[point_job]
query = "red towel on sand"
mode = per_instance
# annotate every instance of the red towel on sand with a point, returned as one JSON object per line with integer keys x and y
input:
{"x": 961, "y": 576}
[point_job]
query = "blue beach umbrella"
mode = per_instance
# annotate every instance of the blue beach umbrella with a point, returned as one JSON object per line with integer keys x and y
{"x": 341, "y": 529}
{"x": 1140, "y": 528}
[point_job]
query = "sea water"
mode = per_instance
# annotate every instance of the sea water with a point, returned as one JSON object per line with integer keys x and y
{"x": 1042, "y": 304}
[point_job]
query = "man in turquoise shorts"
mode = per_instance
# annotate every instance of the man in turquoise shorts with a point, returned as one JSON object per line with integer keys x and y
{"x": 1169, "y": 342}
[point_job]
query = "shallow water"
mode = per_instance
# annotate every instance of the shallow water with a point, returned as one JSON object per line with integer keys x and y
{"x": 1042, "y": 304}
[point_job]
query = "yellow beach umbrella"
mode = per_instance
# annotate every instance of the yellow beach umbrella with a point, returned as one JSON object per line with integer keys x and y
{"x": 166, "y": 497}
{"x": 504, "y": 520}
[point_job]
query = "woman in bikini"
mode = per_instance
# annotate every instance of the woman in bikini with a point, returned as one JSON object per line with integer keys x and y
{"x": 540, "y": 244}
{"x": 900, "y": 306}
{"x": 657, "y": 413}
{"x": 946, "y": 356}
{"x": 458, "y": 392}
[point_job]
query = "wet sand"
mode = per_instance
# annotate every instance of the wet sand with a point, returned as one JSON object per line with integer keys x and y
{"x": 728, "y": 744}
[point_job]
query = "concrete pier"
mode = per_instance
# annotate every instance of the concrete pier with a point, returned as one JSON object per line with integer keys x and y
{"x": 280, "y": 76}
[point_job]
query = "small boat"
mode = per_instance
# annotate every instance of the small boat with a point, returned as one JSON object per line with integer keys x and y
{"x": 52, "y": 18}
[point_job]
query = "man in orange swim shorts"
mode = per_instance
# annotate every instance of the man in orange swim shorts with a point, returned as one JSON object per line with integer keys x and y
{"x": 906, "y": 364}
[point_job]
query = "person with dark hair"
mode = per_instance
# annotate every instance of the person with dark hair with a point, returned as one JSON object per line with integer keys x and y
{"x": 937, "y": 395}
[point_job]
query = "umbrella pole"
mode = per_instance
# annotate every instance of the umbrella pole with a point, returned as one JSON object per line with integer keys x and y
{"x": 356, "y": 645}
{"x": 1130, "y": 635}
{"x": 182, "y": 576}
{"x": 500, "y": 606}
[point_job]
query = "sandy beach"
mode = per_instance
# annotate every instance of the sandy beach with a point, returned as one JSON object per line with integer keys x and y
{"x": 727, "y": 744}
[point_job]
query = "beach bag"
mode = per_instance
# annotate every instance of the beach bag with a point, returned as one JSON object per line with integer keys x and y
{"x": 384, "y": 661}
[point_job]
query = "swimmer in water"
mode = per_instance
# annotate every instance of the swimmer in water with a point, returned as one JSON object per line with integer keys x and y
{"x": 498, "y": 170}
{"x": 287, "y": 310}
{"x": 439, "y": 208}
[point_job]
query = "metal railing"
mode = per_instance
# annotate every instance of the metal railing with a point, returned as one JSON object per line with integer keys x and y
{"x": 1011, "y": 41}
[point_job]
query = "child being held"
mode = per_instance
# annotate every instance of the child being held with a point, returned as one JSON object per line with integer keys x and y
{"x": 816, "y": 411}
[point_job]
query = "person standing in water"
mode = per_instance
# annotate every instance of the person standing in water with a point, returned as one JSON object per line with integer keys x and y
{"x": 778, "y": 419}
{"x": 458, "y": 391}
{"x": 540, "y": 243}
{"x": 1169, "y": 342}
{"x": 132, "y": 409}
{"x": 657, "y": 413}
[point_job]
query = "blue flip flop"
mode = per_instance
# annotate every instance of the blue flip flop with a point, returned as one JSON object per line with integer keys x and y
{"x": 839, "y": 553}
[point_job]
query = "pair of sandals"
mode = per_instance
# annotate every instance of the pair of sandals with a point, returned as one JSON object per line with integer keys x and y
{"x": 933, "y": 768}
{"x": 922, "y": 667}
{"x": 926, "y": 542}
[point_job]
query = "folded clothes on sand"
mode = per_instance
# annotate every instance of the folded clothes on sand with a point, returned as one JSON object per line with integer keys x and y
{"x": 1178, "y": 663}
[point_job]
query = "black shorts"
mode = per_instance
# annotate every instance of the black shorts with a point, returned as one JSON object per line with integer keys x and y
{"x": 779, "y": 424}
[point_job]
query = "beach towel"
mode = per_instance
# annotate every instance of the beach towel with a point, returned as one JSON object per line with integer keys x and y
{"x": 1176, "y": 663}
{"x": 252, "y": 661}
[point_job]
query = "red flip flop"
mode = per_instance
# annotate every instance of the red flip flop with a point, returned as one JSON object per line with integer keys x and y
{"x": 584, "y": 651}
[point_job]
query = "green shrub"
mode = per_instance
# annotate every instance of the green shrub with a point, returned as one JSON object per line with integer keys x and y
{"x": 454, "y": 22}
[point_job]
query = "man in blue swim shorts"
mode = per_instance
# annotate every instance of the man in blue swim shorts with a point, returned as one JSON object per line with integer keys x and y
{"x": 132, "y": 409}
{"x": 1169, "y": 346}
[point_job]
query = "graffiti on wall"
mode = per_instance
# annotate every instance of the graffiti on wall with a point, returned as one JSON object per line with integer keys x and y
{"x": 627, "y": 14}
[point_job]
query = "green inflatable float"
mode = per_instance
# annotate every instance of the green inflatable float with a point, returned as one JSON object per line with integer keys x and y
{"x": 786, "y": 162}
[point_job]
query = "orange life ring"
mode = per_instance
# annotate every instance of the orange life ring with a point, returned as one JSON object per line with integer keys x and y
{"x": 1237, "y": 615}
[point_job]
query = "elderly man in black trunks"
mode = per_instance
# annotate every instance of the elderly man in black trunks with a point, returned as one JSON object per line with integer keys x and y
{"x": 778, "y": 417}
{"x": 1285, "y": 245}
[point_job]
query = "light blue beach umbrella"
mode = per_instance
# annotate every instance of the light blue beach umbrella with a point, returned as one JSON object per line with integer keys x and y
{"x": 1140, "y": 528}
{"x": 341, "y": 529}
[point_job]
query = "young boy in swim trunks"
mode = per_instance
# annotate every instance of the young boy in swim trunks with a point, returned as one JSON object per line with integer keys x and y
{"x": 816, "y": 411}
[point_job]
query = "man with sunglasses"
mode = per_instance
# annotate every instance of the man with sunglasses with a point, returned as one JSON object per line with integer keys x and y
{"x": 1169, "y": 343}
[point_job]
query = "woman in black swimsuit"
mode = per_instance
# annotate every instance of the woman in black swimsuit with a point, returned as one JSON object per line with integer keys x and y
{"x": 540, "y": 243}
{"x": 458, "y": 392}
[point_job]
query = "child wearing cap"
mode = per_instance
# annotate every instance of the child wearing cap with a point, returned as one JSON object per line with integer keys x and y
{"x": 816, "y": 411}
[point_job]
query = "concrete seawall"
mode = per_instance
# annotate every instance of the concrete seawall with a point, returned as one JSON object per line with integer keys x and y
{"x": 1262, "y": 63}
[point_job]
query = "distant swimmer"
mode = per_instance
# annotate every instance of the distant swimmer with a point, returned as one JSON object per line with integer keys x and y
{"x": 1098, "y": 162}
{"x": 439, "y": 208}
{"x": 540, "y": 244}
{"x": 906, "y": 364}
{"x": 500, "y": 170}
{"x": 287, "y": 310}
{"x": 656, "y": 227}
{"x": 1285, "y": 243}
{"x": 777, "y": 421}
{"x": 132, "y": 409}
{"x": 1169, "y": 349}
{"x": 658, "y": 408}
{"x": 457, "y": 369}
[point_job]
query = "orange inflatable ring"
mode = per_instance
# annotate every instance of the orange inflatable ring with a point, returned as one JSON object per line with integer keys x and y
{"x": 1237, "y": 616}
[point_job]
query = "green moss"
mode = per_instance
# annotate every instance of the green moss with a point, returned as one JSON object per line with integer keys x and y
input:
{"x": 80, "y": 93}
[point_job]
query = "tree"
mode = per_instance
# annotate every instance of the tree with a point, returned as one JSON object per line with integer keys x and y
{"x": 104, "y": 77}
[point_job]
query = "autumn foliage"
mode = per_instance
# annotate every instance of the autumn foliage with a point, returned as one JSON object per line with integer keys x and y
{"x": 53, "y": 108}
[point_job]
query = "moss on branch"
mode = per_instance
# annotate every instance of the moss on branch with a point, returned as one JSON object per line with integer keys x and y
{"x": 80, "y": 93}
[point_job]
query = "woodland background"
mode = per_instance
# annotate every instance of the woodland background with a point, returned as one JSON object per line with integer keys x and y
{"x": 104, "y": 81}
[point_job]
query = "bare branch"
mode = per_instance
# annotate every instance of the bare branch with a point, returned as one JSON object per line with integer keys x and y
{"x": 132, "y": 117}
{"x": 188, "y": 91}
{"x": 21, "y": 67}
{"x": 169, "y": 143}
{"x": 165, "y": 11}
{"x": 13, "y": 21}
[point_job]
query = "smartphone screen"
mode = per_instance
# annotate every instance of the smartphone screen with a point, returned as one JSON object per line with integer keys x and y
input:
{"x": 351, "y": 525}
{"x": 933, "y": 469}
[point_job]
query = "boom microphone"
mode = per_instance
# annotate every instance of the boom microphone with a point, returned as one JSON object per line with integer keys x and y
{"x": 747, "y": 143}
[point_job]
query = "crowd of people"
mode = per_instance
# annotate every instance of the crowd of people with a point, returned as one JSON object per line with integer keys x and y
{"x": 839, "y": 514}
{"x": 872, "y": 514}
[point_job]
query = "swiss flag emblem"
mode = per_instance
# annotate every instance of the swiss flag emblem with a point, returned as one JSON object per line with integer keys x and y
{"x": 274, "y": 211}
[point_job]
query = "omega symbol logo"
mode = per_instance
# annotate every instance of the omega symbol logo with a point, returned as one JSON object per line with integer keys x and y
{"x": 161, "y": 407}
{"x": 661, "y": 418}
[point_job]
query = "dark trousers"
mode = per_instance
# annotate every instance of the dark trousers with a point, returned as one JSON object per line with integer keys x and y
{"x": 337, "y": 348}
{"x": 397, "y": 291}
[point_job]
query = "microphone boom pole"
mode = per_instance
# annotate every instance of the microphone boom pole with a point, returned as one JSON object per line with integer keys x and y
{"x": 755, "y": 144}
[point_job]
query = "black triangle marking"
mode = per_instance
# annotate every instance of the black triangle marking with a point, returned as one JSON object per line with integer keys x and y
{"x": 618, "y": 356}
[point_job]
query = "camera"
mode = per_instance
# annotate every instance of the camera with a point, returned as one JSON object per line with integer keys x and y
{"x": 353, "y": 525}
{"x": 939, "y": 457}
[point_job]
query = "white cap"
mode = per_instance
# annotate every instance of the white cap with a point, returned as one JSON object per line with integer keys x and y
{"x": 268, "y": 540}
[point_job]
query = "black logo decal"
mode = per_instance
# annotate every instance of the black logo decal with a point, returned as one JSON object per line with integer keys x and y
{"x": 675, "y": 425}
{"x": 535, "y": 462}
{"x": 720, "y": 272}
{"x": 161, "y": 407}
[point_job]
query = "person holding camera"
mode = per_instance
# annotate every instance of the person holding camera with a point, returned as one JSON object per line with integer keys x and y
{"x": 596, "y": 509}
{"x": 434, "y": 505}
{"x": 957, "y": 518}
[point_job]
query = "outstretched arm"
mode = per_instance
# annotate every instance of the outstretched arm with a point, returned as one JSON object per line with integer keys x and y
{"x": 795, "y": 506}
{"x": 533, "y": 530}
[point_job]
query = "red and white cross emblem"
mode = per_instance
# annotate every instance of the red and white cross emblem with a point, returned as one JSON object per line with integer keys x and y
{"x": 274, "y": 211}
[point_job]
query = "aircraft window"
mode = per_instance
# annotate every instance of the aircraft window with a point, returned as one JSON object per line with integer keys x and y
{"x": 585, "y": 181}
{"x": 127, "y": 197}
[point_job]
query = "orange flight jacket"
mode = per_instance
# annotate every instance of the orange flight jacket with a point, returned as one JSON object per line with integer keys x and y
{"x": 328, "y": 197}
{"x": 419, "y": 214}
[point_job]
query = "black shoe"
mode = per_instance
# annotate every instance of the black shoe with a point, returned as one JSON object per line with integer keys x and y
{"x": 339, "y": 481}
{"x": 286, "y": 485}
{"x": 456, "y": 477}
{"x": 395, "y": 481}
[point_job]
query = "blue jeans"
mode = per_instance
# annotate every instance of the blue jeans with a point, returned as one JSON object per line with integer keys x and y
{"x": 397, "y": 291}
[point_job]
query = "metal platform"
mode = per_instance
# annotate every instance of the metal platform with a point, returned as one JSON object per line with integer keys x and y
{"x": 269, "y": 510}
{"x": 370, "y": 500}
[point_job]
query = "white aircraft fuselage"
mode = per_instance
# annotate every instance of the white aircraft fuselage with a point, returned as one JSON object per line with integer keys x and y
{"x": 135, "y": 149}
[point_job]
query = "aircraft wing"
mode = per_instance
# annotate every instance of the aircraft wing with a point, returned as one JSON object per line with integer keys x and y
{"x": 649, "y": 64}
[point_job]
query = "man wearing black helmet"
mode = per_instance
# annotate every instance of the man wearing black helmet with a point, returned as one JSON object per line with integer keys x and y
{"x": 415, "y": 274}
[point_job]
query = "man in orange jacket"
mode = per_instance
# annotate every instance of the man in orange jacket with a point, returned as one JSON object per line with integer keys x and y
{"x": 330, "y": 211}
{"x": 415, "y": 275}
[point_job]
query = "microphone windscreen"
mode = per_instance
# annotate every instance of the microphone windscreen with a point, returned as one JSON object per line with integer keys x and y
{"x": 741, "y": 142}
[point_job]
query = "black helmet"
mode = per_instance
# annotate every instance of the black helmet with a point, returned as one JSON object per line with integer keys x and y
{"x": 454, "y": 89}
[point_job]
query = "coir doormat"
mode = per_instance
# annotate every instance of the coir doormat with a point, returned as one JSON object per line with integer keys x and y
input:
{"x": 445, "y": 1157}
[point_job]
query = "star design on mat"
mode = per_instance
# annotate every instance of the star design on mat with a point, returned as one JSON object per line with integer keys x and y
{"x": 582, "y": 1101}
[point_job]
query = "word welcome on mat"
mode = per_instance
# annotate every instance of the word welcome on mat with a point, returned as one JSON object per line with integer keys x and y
◆ ◆ ◆ ◆ ◆
Exercise goal:
Each line that includes the word "welcome" counts once; report how many such lines the entries have, and nothing else.

Reply to the task:
2